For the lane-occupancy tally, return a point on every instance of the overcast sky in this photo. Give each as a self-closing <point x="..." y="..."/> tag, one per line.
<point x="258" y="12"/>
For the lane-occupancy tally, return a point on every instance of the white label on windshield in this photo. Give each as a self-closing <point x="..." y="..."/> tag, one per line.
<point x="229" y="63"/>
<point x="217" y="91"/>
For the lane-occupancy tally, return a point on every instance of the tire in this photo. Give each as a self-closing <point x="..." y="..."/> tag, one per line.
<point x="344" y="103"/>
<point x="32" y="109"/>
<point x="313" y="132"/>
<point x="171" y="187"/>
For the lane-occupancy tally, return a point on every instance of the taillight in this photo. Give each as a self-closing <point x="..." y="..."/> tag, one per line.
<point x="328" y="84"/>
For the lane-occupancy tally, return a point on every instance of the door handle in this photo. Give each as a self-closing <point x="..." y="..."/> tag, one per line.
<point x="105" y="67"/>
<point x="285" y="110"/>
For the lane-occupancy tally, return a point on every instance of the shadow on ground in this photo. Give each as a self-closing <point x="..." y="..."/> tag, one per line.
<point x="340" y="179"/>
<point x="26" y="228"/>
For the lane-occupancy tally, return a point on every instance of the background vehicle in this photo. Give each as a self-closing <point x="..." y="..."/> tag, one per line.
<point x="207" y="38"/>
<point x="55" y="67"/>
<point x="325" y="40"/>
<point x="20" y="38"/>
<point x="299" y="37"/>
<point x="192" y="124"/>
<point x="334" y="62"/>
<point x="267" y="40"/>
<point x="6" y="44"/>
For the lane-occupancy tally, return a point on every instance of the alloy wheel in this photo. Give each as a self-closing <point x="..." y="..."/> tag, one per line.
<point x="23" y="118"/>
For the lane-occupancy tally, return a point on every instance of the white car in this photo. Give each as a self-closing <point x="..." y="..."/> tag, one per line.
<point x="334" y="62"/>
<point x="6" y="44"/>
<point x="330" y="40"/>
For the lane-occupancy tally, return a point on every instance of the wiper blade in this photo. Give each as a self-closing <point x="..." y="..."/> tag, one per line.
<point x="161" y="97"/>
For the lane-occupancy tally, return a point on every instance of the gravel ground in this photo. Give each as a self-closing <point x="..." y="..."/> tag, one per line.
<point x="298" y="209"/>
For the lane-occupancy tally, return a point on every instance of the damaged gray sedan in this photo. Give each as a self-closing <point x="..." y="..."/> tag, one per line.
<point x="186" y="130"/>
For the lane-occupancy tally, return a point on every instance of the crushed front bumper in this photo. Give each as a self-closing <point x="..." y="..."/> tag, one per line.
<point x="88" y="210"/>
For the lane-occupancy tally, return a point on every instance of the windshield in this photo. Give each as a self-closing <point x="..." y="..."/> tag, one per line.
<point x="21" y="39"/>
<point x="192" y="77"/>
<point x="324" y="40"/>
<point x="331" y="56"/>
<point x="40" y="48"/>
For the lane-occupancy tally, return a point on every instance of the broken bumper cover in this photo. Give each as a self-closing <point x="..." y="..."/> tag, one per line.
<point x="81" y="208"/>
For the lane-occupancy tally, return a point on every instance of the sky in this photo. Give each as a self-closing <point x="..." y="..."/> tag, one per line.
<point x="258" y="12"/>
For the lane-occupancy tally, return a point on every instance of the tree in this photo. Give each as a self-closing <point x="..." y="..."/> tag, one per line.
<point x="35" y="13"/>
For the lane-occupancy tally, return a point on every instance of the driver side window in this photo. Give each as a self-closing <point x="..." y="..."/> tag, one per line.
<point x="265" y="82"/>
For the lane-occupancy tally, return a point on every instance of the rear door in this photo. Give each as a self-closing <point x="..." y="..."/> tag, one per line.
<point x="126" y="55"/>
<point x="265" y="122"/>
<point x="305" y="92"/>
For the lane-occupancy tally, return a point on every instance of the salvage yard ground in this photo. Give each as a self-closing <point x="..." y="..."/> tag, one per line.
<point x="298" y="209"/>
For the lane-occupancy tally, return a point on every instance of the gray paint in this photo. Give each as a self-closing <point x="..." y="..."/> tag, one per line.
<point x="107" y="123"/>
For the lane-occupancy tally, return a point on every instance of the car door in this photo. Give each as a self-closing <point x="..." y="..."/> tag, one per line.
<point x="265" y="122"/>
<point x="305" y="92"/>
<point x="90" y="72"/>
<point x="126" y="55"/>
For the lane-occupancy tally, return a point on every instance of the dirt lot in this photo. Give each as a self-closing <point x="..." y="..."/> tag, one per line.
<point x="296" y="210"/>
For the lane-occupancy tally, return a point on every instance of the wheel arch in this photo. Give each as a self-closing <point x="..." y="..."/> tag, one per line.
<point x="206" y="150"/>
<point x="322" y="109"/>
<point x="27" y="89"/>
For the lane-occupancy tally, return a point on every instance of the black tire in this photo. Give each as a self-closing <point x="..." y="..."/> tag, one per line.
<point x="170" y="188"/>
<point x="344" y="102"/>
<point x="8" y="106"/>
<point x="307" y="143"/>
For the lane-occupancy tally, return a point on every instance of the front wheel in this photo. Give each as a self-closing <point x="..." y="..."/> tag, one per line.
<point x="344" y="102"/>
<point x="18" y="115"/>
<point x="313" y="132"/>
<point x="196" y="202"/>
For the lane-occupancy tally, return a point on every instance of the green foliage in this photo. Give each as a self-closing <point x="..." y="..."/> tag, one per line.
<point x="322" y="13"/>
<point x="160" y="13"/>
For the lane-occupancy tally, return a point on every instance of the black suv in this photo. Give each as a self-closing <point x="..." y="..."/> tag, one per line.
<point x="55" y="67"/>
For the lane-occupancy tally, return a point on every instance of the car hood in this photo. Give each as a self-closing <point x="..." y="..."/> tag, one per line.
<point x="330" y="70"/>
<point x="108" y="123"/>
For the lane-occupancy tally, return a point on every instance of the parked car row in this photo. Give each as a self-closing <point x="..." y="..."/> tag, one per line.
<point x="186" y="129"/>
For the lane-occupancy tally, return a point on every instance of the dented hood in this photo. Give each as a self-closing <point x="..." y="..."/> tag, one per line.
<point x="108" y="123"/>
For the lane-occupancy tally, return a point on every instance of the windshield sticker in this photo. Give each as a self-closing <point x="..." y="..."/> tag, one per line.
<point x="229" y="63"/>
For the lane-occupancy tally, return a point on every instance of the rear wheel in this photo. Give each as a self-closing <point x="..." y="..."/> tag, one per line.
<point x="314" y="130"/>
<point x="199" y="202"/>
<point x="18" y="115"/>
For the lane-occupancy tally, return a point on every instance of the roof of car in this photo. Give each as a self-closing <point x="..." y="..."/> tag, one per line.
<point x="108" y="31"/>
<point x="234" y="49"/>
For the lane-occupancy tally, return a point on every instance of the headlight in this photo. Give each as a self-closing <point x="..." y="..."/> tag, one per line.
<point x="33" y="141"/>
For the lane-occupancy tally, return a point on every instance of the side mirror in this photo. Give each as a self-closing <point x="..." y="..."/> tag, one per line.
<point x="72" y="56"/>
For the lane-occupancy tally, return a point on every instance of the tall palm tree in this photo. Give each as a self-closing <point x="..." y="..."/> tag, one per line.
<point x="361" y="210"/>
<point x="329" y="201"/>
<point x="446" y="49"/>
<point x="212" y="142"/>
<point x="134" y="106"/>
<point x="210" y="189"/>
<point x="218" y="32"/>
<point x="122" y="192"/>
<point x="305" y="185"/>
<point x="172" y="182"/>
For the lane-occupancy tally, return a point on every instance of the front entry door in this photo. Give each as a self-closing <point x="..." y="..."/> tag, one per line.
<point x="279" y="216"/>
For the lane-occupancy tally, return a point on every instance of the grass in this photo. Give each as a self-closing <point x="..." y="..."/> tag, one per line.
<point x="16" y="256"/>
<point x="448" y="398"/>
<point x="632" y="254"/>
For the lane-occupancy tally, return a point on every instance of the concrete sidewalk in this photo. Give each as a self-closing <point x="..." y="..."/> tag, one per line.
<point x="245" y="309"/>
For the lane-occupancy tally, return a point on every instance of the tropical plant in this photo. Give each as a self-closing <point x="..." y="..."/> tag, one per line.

------------------------

# What you will do:
Rewrite the stretch from the row containing "of the grass" through the end of the rows above, requests included, and increase every coordinate in the answers by 10.

# Solution:
For the lane-occupancy tally, return a point on every instance of the grass in this photo. Give each as a self-closing <point x="..." y="..."/> tag, one per line.
<point x="26" y="266"/>
<point x="458" y="408"/>
<point x="642" y="264"/>
For the lane-occupancy tally, return a point on every instance of the concrete sidewalk in this photo. Give each as a self-closing <point x="..." y="..."/> tag, one per line.
<point x="255" y="319"/>
For the lane-occupancy tally, return a point on every instance of the tropical plant in this photo. Give each as a self-closing <point x="..." y="..."/> tag, one per line.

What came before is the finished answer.